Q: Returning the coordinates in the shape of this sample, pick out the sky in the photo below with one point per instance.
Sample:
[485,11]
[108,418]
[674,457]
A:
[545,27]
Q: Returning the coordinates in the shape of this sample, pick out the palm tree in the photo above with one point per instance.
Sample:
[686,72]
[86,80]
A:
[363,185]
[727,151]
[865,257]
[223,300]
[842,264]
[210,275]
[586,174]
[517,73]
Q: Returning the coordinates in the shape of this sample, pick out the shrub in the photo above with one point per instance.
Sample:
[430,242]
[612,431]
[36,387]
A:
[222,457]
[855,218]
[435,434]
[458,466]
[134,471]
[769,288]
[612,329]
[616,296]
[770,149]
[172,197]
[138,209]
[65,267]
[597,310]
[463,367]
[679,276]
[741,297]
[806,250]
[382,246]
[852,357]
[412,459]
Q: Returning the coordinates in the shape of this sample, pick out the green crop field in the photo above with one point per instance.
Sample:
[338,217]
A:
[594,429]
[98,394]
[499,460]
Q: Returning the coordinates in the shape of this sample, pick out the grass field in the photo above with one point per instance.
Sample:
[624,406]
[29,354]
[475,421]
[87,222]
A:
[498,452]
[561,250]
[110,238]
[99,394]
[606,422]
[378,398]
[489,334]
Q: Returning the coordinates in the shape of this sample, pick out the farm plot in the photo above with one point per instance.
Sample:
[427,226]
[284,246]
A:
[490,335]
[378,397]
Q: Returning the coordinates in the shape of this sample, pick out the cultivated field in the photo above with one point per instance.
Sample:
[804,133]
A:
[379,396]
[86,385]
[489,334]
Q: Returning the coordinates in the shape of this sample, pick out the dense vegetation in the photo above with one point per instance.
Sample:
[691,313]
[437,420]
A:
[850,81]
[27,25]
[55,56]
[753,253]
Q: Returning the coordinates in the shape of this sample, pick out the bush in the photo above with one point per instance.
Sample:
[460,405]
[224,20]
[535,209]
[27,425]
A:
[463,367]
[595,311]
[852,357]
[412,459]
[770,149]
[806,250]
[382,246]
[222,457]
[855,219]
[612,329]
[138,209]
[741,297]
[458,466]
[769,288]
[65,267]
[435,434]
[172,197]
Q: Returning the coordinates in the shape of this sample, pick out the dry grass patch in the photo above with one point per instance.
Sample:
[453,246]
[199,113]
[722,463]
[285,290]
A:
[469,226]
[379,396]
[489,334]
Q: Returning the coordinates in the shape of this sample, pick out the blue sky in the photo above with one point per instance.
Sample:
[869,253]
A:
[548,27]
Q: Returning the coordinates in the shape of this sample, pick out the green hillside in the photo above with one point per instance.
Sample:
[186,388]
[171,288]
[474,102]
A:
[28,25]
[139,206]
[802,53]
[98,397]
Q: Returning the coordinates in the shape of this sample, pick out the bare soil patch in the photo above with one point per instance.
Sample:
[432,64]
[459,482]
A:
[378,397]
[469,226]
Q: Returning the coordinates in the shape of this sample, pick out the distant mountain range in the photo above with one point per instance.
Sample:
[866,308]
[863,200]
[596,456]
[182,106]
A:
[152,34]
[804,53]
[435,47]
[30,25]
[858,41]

● **Exercise requirements**:
Please recast every line of the items above as a Markdown table with the columns Row and Line, numbering the rows in order and leaving out any blank lines.

● **Final answer**:
| Row | Line |
|---|---|
| 1 | Q: Returning the coordinates in the shape of this sample, pick out the sky in the photo below with one point per instance. |
| 2 | Sample: |
| 3 | [485,11] |
| 4 | [108,418] |
| 5 | [674,457] |
| 6 | A: |
| 7 | [545,27] |
| 8 | Q: Returning the coordinates in the shape of this sample, pick out the palm tree in the photo above with one point per instance. |
| 9 | Sample: |
| 10 | [686,72] |
| 11 | [86,80] |
| 12 | A: |
| 13 | [363,185] |
| 14 | [727,151] |
| 15 | [865,257] |
| 16 | [223,300] |
| 17 | [842,264] |
| 18 | [210,275] |
| 19 | [586,174] |
| 20 | [517,73] |
| 21 | Q: Returning the coordinates in the shape of this sample, pick out the shrub in the photo above with one point per instance. |
| 22 | Sample: |
| 23 | [430,242] |
| 24 | [612,431] |
| 25 | [36,387] |
| 26 | A: |
| 27 | [222,457] |
| 28 | [855,218] |
| 29 | [435,434] |
| 30 | [458,466] |
| 31 | [134,471] |
| 32 | [769,288] |
| 33 | [612,329] |
| 34 | [616,296] |
| 35 | [770,149] |
| 36 | [172,197] |
| 37 | [138,209] |
| 38 | [65,267] |
| 39 | [597,310] |
| 40 | [463,367] |
| 41 | [679,276] |
| 42 | [741,297] |
| 43 | [806,250] |
| 44 | [382,246] |
| 45 | [852,357] |
| 46 | [412,459] |
| 47 | Q: Returning the coordinates in the shape of this sample, pick out the green crop field in the photo above with one point per instance. |
| 48 | Sample: |
| 49 | [338,217] |
| 50 | A: |
| 51 | [594,429] |
| 52 | [98,394] |
| 53 | [499,460] |
| 54 | Q: Returning the coordinates in the shape of this sample, pick out the grass field in the photo above with one point per instance. |
| 55 | Sample: |
| 56 | [624,406] |
| 57 | [29,354] |
| 58 | [475,421] |
| 59 | [87,222] |
| 60 | A: |
| 61 | [498,452] |
| 62 | [561,250] |
| 63 | [110,238] |
| 64 | [99,394] |
| 65 | [606,422] |
| 66 | [378,398] |
| 67 | [489,334] |
| 68 | Q: Returning the coordinates in the shape of this sample, pick out the farm plot in the photo above with one point per instance. |
| 69 | Sample: |
| 70 | [427,226] |
| 71 | [284,246] |
| 72 | A: |
| 73 | [490,335] |
| 74 | [378,397] |
| 75 | Q: Returning the coordinates in the shape of this sample, pick out the cultivated field in the photo above with one point per instance. |
| 76 | Sample: |
| 77 | [804,133] |
| 78 | A: |
| 79 | [379,396] |
| 80 | [86,385] |
| 81 | [489,334] |
| 82 | Q: Returning the coordinates in the shape of this sample, pick out the dense vegetation in the photo above with one point per instance. |
| 83 | Sample: |
| 84 | [691,313] |
| 85 | [437,420] |
| 86 | A: |
| 87 | [850,81] |
| 88 | [27,25] |
| 89 | [55,56] |
| 90 | [753,253] |
| 91 | Q: Returning the coordinates in the shape of this sample, pick out the bush in the photo above with one point per instance. |
| 92 | Sample: |
| 93 | [460,405] |
| 94 | [224,20] |
| 95 | [535,209] |
| 96 | [27,425] |
| 97 | A: |
| 98 | [463,367] |
| 99 | [595,311] |
| 100 | [852,357] |
| 101 | [412,459] |
| 102 | [770,149] |
| 103 | [806,250] |
| 104 | [382,246] |
| 105 | [222,457] |
| 106 | [855,219] |
| 107 | [612,329] |
| 108 | [138,209] |
| 109 | [741,297] |
| 110 | [458,466] |
| 111 | [769,288] |
| 112 | [65,267] |
| 113 | [435,434] |
| 114 | [172,197] |
| 115 | Q: Returning the coordinates in the shape of this sample, pick out the dry grass patch in the photo above with one point per instance. |
| 116 | Sample: |
| 117 | [453,246] |
| 118 | [199,113] |
| 119 | [722,463] |
| 120 | [285,290] |
| 121 | A: |
| 122 | [469,226] |
| 123 | [379,396] |
| 124 | [489,334] |
| 125 | Q: Returning the coordinates in the shape of this sample, pick out the blue sky in the photo above with one point per instance. |
| 126 | Sample: |
| 127 | [869,253] |
| 128 | A: |
| 129 | [548,27] |
| 130 | Q: Returning the coordinates in the shape of this sample, pick out the green hillside in the photo above with one point per instance. |
| 131 | Sample: |
| 132 | [186,388] |
| 133 | [171,288] |
| 134 | [474,102] |
| 135 | A: |
| 136 | [28,25] |
| 137 | [139,206] |
| 138 | [802,53] |
| 139 | [98,397] |
| 140 | Q: Returning the coordinates in the shape of this sample, pick out the bare soil patch in the photo above with one point per instance. |
| 141 | Sample: |
| 142 | [432,64] |
| 143 | [459,482] |
| 144 | A: |
| 145 | [378,397] |
| 146 | [469,226] |
| 147 | Q: Returning the coordinates in the shape of this sample, pick out the distant mountain range in the photo above with one point per instance. |
| 148 | Sample: |
| 149 | [866,308] |
| 150 | [863,200] |
| 151 | [596,456] |
| 152 | [182,106] |
| 153 | A: |
| 154 | [152,34] |
| 155 | [804,53] |
| 156 | [435,47] |
| 157 | [30,25] |
| 158 | [858,41] |